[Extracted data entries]
┄┄┄┄┄┄┄┄┄┄┄┄┄┄┄┄┄┄┄┄

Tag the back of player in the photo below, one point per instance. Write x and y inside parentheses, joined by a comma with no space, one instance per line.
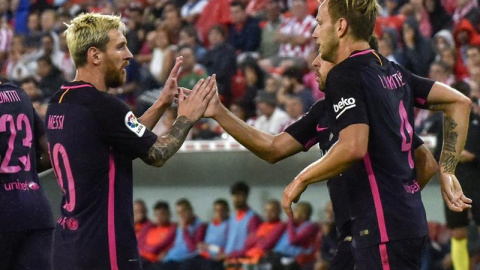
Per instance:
(26,220)
(386,203)
(93,137)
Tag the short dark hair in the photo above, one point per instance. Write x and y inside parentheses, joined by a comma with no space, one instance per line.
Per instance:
(474,47)
(46,59)
(186,46)
(462,87)
(239,188)
(294,73)
(184,202)
(138,201)
(162,205)
(222,202)
(237,3)
(30,79)
(220,29)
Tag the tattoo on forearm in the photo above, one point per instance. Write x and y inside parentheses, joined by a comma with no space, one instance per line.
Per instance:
(450,137)
(166,146)
(448,162)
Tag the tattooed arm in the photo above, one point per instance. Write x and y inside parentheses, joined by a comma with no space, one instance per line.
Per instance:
(189,110)
(456,108)
(168,144)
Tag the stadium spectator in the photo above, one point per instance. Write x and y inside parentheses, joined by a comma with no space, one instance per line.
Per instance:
(467,9)
(190,231)
(140,218)
(465,35)
(294,108)
(191,72)
(295,34)
(441,72)
(172,22)
(188,36)
(192,9)
(48,21)
(292,84)
(269,47)
(255,81)
(30,85)
(220,59)
(34,36)
(473,56)
(439,17)
(210,250)
(271,119)
(418,53)
(443,40)
(159,237)
(244,32)
(242,224)
(16,67)
(51,78)
(468,171)
(163,56)
(296,245)
(267,234)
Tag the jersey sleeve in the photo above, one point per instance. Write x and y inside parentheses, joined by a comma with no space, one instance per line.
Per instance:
(416,142)
(121,128)
(345,95)
(303,130)
(420,86)
(39,129)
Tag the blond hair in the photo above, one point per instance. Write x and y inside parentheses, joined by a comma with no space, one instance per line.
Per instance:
(360,15)
(90,30)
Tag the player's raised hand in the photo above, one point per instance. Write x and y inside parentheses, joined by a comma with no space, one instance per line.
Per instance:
(452,193)
(292,194)
(196,103)
(170,88)
(214,105)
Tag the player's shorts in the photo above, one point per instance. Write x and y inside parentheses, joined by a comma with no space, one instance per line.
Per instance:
(403,254)
(26,250)
(343,257)
(461,219)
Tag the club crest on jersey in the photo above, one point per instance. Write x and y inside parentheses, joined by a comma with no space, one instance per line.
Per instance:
(132,123)
(343,105)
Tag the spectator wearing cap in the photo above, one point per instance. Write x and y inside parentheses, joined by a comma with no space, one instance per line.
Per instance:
(188,36)
(292,84)
(295,34)
(244,32)
(191,72)
(271,119)
(220,59)
(296,245)
(159,237)
(192,9)
(242,224)
(269,47)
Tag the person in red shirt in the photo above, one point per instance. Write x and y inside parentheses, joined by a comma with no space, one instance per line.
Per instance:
(159,238)
(267,233)
(142,223)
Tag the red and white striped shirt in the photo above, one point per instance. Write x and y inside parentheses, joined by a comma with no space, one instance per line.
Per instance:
(6,36)
(293,26)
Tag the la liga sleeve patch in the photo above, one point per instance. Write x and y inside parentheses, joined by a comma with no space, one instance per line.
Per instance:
(132,123)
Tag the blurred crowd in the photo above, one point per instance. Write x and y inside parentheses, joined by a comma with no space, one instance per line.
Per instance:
(242,238)
(260,50)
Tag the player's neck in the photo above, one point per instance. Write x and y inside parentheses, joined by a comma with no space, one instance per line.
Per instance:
(347,46)
(92,77)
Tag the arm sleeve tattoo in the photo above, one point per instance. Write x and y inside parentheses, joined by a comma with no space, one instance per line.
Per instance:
(167,145)
(449,160)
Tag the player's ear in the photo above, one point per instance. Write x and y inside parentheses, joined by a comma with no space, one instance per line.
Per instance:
(93,55)
(342,27)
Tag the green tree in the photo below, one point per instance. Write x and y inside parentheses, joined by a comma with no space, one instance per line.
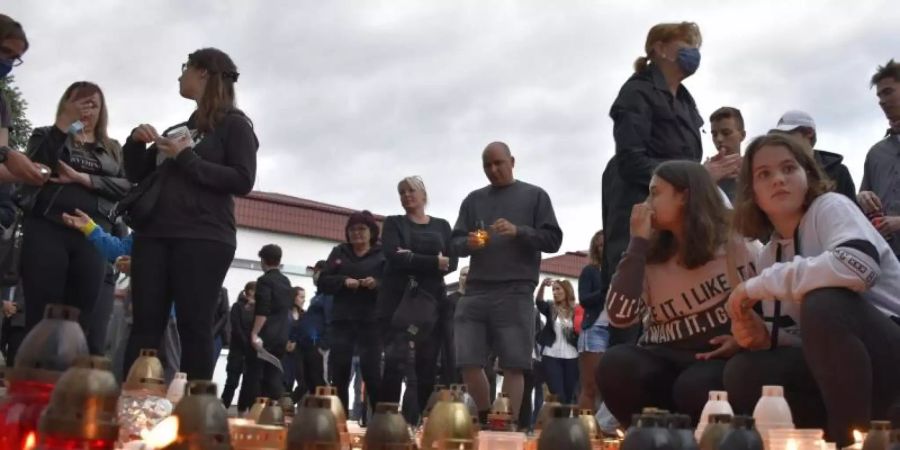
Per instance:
(20,126)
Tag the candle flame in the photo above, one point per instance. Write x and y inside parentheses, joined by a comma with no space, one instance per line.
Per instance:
(30,441)
(163,434)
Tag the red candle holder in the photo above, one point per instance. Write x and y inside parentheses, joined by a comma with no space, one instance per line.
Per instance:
(82,410)
(49,349)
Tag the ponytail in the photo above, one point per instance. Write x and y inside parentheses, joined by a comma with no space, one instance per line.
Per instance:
(641,63)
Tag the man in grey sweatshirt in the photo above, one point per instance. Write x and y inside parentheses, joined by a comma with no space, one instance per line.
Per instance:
(504,227)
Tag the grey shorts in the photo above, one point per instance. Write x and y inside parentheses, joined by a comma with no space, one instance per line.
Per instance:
(499,318)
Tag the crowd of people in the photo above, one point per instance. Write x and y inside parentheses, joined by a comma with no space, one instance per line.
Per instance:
(757,266)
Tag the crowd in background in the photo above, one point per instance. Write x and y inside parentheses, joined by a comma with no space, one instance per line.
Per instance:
(759,266)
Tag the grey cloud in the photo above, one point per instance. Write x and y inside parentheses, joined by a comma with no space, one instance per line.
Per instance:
(348,97)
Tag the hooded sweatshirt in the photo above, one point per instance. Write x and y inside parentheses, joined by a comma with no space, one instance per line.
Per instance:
(682,308)
(835,246)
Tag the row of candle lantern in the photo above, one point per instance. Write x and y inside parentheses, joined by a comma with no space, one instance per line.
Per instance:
(83,408)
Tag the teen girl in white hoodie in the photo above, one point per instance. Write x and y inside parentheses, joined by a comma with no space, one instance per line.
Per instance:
(829,291)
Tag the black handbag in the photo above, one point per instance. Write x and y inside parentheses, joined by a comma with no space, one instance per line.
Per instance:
(417,312)
(136,208)
(11,252)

┄┄┄┄┄┄┄┄┄┄┄┄┄┄┄┄┄┄┄┄

=== Problem description ===
This calls for an exact copy of all the entries above, with the pictures omitted.

=== Written response ===
Tag the back of player in the photo below, one point per instance. Write x and y inside parentheses, joined by a comma with no space, one instance per line.
Per instance:
(26,220)
(386,203)
(93,137)
Tag the short dark hair in the photo above, one point per instance. Write x and y inside parentheses, joined by a comma with no space, one instance per line.
Per instance:
(474,47)
(46,59)
(186,46)
(462,87)
(239,188)
(294,73)
(184,202)
(138,201)
(162,205)
(222,202)
(237,3)
(30,79)
(220,29)
Tag the tattoo on forearm in the photo above, one point per instance. Write x and y inside parentheses, joined by a comma with no space, one instance per line.
Per instance:
(450,137)
(166,146)
(448,162)
Tag the tattooed arm in the photo above, one point per instance. Write x and y inside parentheses, joined by a comma with no space, one instance per line.
Per instance:
(189,110)
(456,108)
(168,144)
Tag the stadium spectator in the photo above, one point per instance. Write x and y inside parentheses, joined by a comma with no space, one instance per line.
Per instance:
(467,9)
(190,231)
(140,218)
(465,35)
(294,108)
(191,72)
(295,34)
(441,72)
(172,22)
(188,36)
(192,9)
(48,21)
(292,84)
(269,47)
(255,81)
(30,85)
(220,59)
(34,36)
(473,56)
(439,17)
(210,250)
(271,119)
(418,53)
(443,40)
(159,237)
(244,32)
(242,224)
(16,67)
(51,78)
(468,171)
(163,56)
(296,245)
(267,234)
Tag the jersey sleeve in the photo above, one point per instance. Write x and y inside parentheses, joined by a comma with no space, one instance per line.
Per instance:
(416,142)
(121,128)
(345,95)
(303,130)
(420,86)
(39,129)
Tag the blond hair in the photo above, one point per instance. Write x and y inside parentheses, joined by a comma with no space, one instance per line.
Per instance:
(360,15)
(90,30)
Tag the player's raised hand in the photo above, one point per instance. Write x and y inside parentheses, joined by a comma with no space, one instance per line.
Per instance:
(452,193)
(292,194)
(196,103)
(170,88)
(214,105)
Tag the player's shorts in the photo above, one point per instance. Write x and y inside parentheses, joined by a comma with no space, one instance per line.
Per instance:
(403,254)
(26,250)
(343,257)
(461,219)
Tag the club crest on jersey in the photo above, one point per instance. Write x and y inside parentheses, joined by a comma with no space, one instance per line.
Per instance:
(132,123)
(343,105)
Tag the spectator wearing cap in the photo above, one point per instance. Write x and y inside parentheses, joined by a comma with no space, one instance per line.
Per instance:
(188,36)
(292,84)
(295,34)
(244,32)
(191,72)
(271,119)
(220,59)
(296,245)
(159,237)
(192,9)
(242,224)
(269,47)
Tag the person in red shirt in the photo above, one point per instance. Write x and y inside parentheses, joined by a comma with no space, one instance per line.
Per instance:
(159,238)
(267,233)
(142,223)
Tag the red and white striped shirt in the photo above, one point per instance. Write x and y inside parentheses, joined by a comma with no space, one instance per line.
Per instance:
(6,36)
(293,26)
Tag the la liga sleeve patch in the photo above, one point per instance. Write x and y inside parentheses, joined by a comma with no space, one instance per line.
Per instance:
(132,123)
Tag the blurred crowd in the photo above, one point per instance. Write x and y inside parentheses, joined by a comma with no space, one instance per line.
Per instance:
(242,238)
(260,50)
Tag the player's neck in the photo above, one point per instance. Write x and y inside parentheses, joined by a comma with no space, one instance per line.
Per instance:
(347,46)
(92,77)
Tag the arm sleeve tattoo in the photo above, one point per instance. Write x and y inside parentheses, joined by a comma with no space, one instance per line.
Per instance:
(167,145)
(449,160)
Tag the player's ear in the photo above, one point per instance. Write x and y inside parentheses, joined by a comma with no space, one instance per line.
Per instance:
(93,55)
(342,27)
Tag the green tree in the photo below, one point per instance. Write x and y inside parentheses, joined by a comma with no space, one instance per line.
Per instance:
(20,126)
Tag the candle flame in the photo above, one point per instance. Write x and y inside parentheses, joined by a comma with no space, one instance per line.
Per instance:
(30,441)
(163,434)
Tag the red candle holder in the photo above, one point per instance. Write x and y inside parentheses, joined by a comma with no space, one instance per line.
Per instance:
(82,410)
(49,349)
Tag the ponytail in the photo above, one point per instance. Write x and y inside parentheses, joined by a comma with no space, one instance per line.
Per instance:
(641,63)
Tag the man in grey sweatshirt in the photo above, one point per instance. Write x and y inside parentheses, joined by a comma with no space, one instance per line.
Per instance:
(504,227)
Tag the grey shorts in the photo above, one point per instance. Write x and y inside parentheses, joined by a comma with no space, one instance per line.
Per instance:
(499,318)
Tag the crowd of people in the photo above, one point per instance. Write x and y inside parentheses, joined by a comma with no space, one instance per line.
Per instance:
(757,266)
Tag the crowd in background in the photo above, one point per instance. Write x and y inside parentheses, joined by a comma with no space, one instance per line.
Per instance:
(759,266)
Tag the grey cloud in the photo above, one point per instance. Write x and y inside parentheses, joined by a comma with no space, one instance per line.
Per instance:
(348,97)
Tag the hooded sweatshirt in the photo above, one point per instance. Write x and y inside parentheses, joined by a comma with no space, one instance per line.
Per instance:
(682,308)
(835,246)
Tag the row of candle lantern in the photo above, one point per instance. Write x and y inside parentheses, joined by a comma with no space, one instance per line.
Per instance:
(83,408)
Tag the teen girl in white hoodie in the photo above, one point per instance. Write x and y inside parentheses, joined by a comma with no space, one instance per line.
Per instance:
(829,291)
Tag the black handbag in the photo above, one point per instance. Write x and y inside parentheses, joined by a comma with no space, one instance per line.
Per instance:
(417,312)
(136,208)
(11,252)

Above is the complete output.